__Task item__
Each record here should be printed again exactly; please leave its pictures out.

[Extracted data entries]

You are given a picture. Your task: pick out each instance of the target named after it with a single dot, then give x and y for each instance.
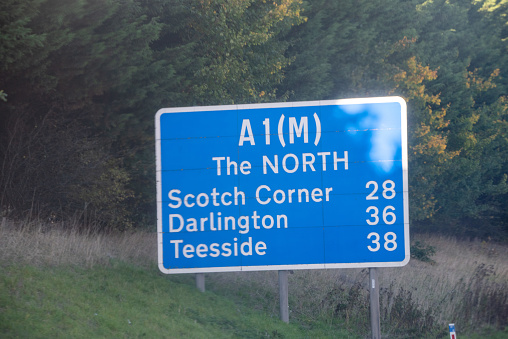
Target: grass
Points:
(59, 281)
(123, 301)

__Task solution__
You are given a picture. Your task: pick out each instance of the target named after it with a single dot, then give x and y for each instance.
Target: grass
Points:
(59, 281)
(123, 301)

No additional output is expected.